▼
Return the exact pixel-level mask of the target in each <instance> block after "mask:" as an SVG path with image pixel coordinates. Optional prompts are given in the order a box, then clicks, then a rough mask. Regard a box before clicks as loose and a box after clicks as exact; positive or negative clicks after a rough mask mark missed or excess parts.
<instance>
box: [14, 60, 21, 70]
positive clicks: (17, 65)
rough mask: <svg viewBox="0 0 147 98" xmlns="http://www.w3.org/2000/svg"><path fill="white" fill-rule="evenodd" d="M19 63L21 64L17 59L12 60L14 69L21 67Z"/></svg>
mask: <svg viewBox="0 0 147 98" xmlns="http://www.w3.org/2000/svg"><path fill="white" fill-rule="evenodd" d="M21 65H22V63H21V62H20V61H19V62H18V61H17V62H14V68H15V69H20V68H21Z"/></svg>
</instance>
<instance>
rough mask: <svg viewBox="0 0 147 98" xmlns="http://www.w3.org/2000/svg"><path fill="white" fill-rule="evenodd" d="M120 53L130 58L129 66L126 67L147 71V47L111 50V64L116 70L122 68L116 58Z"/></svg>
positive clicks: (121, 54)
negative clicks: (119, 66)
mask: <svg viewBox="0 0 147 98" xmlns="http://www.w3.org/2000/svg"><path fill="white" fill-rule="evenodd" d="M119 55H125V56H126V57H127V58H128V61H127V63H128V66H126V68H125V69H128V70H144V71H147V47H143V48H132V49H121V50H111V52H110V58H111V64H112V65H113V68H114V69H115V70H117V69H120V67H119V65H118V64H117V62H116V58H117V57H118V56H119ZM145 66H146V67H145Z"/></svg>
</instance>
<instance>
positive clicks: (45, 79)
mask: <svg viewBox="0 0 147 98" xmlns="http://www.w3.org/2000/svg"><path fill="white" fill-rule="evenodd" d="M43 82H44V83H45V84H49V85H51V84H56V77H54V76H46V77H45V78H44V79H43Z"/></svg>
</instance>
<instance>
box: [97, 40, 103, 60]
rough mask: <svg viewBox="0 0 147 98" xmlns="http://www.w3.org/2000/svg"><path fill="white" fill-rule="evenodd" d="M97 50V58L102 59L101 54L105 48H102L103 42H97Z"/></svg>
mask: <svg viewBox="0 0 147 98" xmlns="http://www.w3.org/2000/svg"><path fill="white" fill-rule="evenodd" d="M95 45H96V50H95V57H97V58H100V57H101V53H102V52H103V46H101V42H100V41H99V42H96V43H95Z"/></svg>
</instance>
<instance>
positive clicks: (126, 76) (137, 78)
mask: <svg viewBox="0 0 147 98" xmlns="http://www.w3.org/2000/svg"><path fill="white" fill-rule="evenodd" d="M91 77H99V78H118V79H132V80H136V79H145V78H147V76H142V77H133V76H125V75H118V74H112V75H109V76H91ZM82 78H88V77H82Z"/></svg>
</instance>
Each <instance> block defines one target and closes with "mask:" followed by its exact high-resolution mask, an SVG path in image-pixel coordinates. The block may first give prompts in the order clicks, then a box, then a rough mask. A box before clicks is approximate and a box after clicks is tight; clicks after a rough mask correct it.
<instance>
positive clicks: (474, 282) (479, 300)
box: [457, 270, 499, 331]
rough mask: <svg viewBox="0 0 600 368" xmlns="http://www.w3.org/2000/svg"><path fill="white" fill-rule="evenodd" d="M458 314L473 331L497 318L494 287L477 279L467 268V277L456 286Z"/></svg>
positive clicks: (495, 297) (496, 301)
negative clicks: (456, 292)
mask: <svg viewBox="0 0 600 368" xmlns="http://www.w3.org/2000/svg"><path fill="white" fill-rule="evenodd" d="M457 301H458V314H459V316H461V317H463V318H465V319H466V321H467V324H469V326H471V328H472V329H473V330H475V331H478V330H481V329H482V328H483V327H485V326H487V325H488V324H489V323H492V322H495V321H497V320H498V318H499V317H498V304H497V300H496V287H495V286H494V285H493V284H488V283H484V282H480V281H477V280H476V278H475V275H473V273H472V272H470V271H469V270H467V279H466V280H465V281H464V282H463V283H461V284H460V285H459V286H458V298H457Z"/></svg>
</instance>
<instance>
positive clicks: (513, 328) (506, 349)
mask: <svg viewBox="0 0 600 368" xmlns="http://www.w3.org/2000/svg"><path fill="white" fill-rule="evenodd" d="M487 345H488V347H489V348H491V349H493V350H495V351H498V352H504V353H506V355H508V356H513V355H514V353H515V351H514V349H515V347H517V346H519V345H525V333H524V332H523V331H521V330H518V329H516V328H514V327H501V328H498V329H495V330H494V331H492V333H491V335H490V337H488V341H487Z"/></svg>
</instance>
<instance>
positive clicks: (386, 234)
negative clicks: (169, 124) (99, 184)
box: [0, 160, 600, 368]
▲
## [Work request]
Give an exact copy of the lines above from the line with "50V58L102 59L101 54L105" up to and including the line with "box: [457, 270, 499, 331]", and leave everything else out.

## [Your response]
rough mask: <svg viewBox="0 0 147 98" xmlns="http://www.w3.org/2000/svg"><path fill="white" fill-rule="evenodd" d="M97 50V58L102 59L101 54L105 48H102L103 42H97Z"/></svg>
mask: <svg viewBox="0 0 147 98" xmlns="http://www.w3.org/2000/svg"><path fill="white" fill-rule="evenodd" d="M95 45H96V50H95V57H97V58H100V57H101V53H102V52H103V46H101V42H100V41H99V42H96V43H95Z"/></svg>
</instance>
<instance>
positive clicks: (126, 76) (137, 78)
mask: <svg viewBox="0 0 147 98" xmlns="http://www.w3.org/2000/svg"><path fill="white" fill-rule="evenodd" d="M91 77H99V78H118V79H132V80H136V79H145V78H147V76H142V77H133V76H125V75H118V74H112V75H109V76H91ZM82 78H88V77H82Z"/></svg>
</instance>
Each <instance> block defines one target and closes with "mask:" followed by its exact high-resolution mask, an SVG path in image-pixel coordinates. The block may first give prompts in the order clicks, then a box, then a rough mask. A box before clicks is approximate and a box after clicks is tight; clicks after a rough mask correct it.
<instance>
positive clicks: (474, 282) (479, 300)
box: [457, 270, 499, 331]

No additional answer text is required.